» TASK TO COMPLETE:
Write down exactly the lines from the one with "If you could tag each instance of the white flagpole" to the end of the data, first and last included, and no others.

*** Opening of PROVIDED DATA ***

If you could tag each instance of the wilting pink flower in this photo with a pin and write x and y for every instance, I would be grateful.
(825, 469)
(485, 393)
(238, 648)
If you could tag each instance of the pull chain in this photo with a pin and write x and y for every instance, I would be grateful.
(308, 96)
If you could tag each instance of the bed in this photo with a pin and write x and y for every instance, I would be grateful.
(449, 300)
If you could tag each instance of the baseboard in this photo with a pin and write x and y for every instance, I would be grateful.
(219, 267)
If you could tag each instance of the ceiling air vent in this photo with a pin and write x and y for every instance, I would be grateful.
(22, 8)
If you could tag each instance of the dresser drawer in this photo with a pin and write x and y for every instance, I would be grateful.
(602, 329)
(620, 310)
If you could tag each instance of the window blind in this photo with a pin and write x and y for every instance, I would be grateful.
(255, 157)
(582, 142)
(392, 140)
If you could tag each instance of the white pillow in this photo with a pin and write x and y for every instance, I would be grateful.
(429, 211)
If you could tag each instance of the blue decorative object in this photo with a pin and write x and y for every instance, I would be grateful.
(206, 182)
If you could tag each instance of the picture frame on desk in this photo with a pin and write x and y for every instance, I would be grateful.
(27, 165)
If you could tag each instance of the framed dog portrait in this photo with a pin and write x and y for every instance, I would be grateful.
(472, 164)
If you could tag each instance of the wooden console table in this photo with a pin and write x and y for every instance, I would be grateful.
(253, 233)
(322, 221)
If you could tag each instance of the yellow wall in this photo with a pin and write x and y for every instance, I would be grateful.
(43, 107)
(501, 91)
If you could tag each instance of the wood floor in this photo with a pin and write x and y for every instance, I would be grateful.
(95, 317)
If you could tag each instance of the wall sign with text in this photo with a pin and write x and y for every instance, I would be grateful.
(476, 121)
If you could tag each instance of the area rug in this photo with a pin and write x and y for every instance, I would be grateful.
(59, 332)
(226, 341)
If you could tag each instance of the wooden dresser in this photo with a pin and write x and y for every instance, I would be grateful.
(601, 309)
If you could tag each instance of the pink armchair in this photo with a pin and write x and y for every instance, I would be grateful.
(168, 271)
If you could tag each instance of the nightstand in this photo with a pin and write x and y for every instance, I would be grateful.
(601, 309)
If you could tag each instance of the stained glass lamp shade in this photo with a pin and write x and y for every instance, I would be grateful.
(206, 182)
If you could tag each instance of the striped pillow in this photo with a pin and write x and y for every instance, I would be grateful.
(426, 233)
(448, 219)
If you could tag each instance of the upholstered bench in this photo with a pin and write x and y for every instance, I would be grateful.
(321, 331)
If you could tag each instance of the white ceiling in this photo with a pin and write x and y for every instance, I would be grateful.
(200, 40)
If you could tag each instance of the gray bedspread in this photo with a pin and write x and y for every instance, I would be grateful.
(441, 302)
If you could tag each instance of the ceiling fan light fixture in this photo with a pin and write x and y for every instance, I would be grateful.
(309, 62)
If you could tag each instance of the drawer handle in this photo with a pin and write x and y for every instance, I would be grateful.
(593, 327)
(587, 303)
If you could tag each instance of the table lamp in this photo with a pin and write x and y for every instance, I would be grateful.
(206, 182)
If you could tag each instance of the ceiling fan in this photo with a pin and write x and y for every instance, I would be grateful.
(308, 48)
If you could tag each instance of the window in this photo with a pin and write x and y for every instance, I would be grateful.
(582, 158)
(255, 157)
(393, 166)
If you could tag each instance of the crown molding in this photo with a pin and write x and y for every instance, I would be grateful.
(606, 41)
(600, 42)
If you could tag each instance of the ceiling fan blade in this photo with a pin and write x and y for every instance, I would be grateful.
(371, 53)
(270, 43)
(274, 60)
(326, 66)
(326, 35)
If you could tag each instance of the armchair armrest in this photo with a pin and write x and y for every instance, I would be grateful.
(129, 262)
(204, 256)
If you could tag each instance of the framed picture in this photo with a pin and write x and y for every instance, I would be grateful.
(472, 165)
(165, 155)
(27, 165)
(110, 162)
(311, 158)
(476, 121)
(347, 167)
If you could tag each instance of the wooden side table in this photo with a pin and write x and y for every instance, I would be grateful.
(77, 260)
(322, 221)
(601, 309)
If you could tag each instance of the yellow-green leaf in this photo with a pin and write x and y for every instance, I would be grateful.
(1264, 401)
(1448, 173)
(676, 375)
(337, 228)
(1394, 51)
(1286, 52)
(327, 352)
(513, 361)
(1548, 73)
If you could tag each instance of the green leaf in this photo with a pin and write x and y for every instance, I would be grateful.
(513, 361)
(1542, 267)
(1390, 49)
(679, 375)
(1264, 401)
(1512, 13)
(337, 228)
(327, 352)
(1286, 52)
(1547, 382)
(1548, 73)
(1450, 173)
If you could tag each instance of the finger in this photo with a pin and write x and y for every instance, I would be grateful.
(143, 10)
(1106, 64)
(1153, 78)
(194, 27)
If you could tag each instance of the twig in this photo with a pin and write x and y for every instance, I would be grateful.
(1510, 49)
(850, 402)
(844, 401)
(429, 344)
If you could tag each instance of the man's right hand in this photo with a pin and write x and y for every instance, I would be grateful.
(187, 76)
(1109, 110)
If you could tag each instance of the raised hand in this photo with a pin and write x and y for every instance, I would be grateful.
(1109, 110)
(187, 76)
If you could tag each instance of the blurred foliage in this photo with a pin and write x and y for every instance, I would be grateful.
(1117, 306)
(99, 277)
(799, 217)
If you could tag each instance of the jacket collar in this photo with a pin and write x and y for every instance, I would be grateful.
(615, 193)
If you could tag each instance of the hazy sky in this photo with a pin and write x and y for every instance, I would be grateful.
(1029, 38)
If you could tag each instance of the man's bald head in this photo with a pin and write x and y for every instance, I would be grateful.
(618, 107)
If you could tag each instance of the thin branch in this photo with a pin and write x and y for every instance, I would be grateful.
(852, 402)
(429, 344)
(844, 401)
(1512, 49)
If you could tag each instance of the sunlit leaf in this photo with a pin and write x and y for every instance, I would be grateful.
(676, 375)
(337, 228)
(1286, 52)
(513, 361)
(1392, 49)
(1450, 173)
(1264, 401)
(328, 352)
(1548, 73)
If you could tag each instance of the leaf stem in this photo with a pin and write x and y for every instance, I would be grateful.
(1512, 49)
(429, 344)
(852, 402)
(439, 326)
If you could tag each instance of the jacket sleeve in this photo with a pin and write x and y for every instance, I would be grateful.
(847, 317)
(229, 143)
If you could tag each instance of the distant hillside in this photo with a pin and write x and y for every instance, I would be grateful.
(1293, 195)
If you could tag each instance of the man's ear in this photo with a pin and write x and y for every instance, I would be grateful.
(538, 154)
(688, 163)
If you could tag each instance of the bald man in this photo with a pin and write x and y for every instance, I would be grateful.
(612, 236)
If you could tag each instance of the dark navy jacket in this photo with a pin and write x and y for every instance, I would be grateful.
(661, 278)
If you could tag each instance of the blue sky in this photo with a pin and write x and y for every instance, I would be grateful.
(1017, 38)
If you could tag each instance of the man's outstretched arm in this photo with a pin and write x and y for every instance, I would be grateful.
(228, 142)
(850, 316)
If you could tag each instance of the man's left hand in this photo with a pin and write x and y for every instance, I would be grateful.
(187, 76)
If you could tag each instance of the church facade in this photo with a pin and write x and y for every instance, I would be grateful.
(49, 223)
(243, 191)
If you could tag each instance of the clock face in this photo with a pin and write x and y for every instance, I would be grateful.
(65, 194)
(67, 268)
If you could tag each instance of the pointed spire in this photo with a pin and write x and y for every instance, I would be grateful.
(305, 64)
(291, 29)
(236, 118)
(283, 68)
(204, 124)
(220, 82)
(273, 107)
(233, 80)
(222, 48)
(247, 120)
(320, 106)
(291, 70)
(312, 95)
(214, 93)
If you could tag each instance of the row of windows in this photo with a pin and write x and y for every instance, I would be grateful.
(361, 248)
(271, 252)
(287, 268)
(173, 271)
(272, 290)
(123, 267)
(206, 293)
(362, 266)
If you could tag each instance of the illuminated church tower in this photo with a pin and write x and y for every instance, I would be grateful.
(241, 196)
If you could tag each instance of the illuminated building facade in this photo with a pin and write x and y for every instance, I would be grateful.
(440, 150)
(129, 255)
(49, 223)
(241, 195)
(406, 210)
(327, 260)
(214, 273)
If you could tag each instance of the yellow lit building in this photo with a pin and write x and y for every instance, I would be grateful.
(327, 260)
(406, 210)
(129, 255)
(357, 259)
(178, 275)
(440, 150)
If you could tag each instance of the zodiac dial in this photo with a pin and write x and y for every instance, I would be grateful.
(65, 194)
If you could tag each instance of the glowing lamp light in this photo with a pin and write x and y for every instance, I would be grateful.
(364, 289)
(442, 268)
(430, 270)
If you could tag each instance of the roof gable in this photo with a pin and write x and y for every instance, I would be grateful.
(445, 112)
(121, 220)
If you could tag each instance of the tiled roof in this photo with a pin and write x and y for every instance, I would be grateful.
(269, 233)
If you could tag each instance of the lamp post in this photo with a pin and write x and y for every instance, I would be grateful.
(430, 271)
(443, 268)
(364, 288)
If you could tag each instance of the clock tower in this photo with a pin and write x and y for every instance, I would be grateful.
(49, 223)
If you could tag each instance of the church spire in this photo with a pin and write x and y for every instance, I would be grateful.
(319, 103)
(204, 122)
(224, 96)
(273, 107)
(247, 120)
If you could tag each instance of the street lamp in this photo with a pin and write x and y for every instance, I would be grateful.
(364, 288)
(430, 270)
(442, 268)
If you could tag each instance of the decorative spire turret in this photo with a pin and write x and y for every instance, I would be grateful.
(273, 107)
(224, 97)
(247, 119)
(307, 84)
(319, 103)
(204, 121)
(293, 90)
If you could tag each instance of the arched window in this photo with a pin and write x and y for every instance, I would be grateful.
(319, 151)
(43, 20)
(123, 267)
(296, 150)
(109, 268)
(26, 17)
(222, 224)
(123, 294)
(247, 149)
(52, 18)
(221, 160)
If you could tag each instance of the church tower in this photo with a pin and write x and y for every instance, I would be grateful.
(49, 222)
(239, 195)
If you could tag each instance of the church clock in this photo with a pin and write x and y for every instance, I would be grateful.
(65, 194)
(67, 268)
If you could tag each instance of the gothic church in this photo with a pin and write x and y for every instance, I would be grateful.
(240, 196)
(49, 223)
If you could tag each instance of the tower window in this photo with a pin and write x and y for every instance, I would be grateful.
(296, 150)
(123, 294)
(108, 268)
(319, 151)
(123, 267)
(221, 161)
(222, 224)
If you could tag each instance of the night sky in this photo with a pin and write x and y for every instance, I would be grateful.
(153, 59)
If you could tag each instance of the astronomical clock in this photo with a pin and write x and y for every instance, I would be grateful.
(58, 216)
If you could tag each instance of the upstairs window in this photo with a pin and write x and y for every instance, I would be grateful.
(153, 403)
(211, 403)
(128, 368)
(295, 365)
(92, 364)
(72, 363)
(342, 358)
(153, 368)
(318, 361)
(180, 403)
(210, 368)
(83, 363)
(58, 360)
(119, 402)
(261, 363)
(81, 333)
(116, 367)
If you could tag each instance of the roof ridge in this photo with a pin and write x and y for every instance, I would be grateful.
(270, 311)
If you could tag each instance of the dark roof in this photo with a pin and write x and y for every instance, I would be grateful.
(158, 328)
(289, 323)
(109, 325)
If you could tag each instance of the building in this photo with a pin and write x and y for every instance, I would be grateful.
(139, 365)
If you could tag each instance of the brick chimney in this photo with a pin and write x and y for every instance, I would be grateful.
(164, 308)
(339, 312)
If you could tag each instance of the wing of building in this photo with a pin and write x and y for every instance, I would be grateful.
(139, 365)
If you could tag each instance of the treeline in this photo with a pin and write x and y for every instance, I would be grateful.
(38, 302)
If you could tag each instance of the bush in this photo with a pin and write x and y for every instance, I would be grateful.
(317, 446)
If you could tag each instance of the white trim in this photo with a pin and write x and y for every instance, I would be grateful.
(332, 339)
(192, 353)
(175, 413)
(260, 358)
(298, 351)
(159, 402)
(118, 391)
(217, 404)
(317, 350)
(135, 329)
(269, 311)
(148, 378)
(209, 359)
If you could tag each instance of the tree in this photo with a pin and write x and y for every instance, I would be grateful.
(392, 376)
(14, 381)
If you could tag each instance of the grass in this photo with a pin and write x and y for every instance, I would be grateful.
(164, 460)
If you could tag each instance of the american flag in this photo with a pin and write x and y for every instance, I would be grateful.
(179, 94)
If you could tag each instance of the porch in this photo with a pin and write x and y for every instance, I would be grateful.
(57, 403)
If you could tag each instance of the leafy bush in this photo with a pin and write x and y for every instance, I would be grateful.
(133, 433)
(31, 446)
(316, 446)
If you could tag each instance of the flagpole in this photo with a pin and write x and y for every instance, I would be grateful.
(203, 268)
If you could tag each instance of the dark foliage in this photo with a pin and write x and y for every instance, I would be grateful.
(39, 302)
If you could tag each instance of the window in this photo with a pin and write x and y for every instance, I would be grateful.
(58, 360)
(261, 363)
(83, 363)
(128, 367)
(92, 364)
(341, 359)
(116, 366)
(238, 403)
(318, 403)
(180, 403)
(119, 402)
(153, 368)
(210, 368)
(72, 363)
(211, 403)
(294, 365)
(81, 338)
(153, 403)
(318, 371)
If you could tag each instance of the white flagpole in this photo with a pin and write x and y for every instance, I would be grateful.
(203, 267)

*** Close of PROVIDED DATA ***

» FINISHED EXERCISE:
If you could tag each instance of the white flagpole in this photo with a pin and write x and y for every instance, I would be grateful.
(203, 267)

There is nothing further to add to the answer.